*DIRECTIVE:* Find every line in the records below that contains the word "wetland", and copy each of those lines.

****************************************

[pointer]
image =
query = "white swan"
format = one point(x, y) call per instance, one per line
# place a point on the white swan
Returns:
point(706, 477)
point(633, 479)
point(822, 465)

****************************************

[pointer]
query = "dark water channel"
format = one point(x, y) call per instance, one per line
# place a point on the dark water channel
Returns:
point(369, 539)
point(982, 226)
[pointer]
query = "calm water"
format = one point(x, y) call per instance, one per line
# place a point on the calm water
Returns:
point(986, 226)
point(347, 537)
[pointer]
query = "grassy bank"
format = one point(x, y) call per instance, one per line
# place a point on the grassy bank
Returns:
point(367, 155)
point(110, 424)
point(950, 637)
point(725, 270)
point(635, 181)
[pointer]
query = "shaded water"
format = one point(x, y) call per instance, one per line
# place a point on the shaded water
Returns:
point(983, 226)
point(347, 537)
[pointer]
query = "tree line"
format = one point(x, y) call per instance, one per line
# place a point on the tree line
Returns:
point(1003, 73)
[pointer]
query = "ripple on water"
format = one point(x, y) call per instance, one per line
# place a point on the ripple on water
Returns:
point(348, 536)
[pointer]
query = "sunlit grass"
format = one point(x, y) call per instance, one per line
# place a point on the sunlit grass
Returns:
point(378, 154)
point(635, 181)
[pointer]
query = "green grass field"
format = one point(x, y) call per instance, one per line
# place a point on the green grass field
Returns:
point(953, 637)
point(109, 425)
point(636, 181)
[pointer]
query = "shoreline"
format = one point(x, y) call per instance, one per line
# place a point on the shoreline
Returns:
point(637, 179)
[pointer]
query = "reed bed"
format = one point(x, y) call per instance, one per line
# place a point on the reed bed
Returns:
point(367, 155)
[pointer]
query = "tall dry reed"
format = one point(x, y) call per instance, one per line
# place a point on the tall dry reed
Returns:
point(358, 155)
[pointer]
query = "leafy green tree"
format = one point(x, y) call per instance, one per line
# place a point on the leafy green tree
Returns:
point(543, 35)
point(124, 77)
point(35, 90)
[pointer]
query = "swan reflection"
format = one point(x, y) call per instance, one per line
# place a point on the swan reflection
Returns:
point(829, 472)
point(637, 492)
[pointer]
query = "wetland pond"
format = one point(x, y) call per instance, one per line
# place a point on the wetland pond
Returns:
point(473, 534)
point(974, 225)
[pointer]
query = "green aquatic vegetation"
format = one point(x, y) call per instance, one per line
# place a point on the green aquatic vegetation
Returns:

****************************************

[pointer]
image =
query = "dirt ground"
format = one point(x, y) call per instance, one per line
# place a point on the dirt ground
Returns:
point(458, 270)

****************************************

*OUTPUT:*
query = "wetland pond"
# place a point on the wetland pond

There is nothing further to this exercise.